Job
Copy out the lines of the entries below from the line holding "We need the bounding box for the conga" through the line holding "left=346, top=71, right=397, bottom=86", inclusive, without the pictures.
start Excerpted data
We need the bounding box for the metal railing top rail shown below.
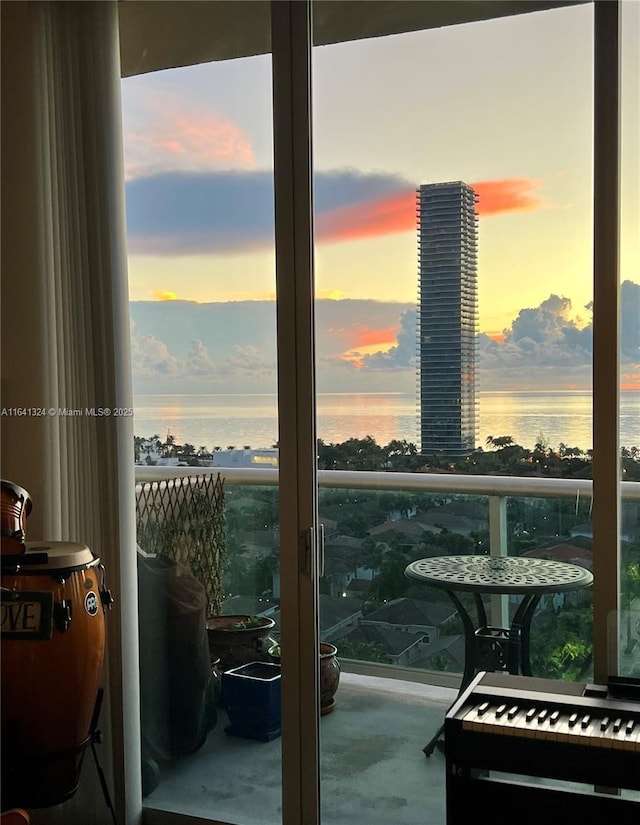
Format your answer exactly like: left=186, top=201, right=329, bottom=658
left=135, top=465, right=640, bottom=501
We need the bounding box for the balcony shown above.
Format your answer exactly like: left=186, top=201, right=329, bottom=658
left=144, top=672, right=456, bottom=825
left=136, top=467, right=640, bottom=825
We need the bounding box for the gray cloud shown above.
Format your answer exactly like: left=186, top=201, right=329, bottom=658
left=362, top=309, right=417, bottom=373
left=126, top=169, right=413, bottom=255
left=131, top=281, right=640, bottom=392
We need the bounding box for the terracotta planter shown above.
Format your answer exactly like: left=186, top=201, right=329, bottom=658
left=269, top=642, right=340, bottom=716
left=207, top=616, right=275, bottom=672
left=320, top=642, right=340, bottom=716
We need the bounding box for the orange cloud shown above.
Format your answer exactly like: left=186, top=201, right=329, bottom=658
left=315, top=178, right=545, bottom=246
left=326, top=324, right=398, bottom=353
left=354, top=326, right=398, bottom=349
left=471, top=178, right=545, bottom=217
left=315, top=189, right=416, bottom=241
left=620, top=372, right=640, bottom=390
left=125, top=104, right=256, bottom=179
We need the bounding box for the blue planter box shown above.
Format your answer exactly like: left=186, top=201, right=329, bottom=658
left=222, top=662, right=281, bottom=742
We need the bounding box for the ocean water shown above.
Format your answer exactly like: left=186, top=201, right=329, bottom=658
left=134, top=391, right=640, bottom=450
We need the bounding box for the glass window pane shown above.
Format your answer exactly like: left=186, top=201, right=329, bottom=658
left=122, top=30, right=282, bottom=825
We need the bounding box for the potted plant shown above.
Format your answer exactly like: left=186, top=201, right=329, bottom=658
left=269, top=642, right=340, bottom=716
left=206, top=615, right=275, bottom=671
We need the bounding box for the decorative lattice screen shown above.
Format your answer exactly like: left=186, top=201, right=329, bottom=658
left=136, top=475, right=227, bottom=614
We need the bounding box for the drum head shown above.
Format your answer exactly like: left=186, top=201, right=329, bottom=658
left=21, top=541, right=99, bottom=573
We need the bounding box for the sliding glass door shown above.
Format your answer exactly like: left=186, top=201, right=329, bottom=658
left=117, top=2, right=637, bottom=825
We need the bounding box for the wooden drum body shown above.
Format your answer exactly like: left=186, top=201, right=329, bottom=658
left=0, top=542, right=105, bottom=808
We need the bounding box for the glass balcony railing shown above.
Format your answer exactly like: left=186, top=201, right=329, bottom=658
left=136, top=467, right=640, bottom=686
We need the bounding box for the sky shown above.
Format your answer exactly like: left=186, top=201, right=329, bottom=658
left=122, top=0, right=640, bottom=392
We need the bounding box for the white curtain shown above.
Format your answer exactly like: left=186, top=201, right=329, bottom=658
left=0, top=0, right=141, bottom=823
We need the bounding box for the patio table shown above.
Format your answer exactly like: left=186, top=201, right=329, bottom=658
left=405, top=556, right=593, bottom=756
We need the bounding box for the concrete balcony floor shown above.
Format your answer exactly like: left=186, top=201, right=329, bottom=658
left=144, top=672, right=456, bottom=825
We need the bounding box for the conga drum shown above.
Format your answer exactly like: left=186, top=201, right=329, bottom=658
left=0, top=541, right=107, bottom=808
left=0, top=479, right=31, bottom=554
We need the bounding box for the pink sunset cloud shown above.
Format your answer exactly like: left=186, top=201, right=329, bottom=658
left=125, top=107, right=256, bottom=178
left=315, top=178, right=546, bottom=241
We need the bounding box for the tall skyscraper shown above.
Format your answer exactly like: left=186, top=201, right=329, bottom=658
left=416, top=181, right=478, bottom=457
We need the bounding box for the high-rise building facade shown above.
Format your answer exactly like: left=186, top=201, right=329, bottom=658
left=416, top=181, right=478, bottom=457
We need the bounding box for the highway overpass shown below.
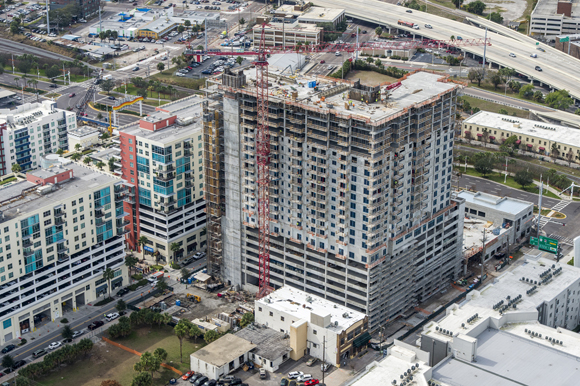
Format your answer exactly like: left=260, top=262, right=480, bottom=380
left=315, top=0, right=580, bottom=103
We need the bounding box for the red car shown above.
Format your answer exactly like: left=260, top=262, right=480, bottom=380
left=181, top=371, right=195, bottom=381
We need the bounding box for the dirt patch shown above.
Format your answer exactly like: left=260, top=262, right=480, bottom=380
left=346, top=71, right=397, bottom=86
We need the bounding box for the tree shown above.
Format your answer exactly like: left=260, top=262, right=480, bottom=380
left=487, top=71, right=504, bottom=90
left=2, top=355, right=14, bottom=369
left=125, top=254, right=139, bottom=273
left=103, top=268, right=115, bottom=298
left=115, top=299, right=127, bottom=312
left=169, top=243, right=181, bottom=261
left=107, top=158, right=117, bottom=173
left=173, top=319, right=191, bottom=363
left=546, top=90, right=573, bottom=110
left=465, top=0, right=487, bottom=15
left=519, top=84, right=536, bottom=99
left=203, top=330, right=220, bottom=344
left=467, top=68, right=485, bottom=87
left=487, top=12, right=503, bottom=24
left=473, top=152, right=496, bottom=177
left=131, top=373, right=153, bottom=386
left=60, top=324, right=74, bottom=339
left=100, top=79, right=115, bottom=95
left=101, top=379, right=123, bottom=386
left=240, top=312, right=254, bottom=328
left=514, top=170, right=534, bottom=188
left=137, top=236, right=149, bottom=253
end Excerpted data
Answer for this exercise
We need the bounding box for the conga drum shown above.
Format your answer exactly like: left=186, top=201, right=329, bottom=658
left=0, top=541, right=107, bottom=808
left=0, top=479, right=31, bottom=554
We need the bounding box for the pink sunset cloud shown above.
Format your answer exactly like: left=186, top=201, right=329, bottom=658
left=125, top=107, right=256, bottom=178
left=315, top=178, right=546, bottom=241
We need the bounding box for the tall skyscraper shown above.
Format your answer exactly like: left=186, top=201, right=329, bottom=658
left=416, top=181, right=478, bottom=457
We need the bounding box for the high-rise building facade shown above.
Format your answer exactly like: left=186, top=201, right=329, bottom=658
left=416, top=181, right=478, bottom=457
We need the bounding box for the highway overpass shown below.
Format your answer exactly like: left=260, top=262, right=480, bottom=380
left=315, top=0, right=580, bottom=103
We need the bounding box for the red car shown above.
Format your answer exactly like: left=260, top=262, right=480, bottom=380
left=181, top=371, right=195, bottom=381
We need the bounding box for the dirt patch shown above.
Format your answer exactly like: left=260, top=262, right=480, bottom=380
left=346, top=71, right=397, bottom=86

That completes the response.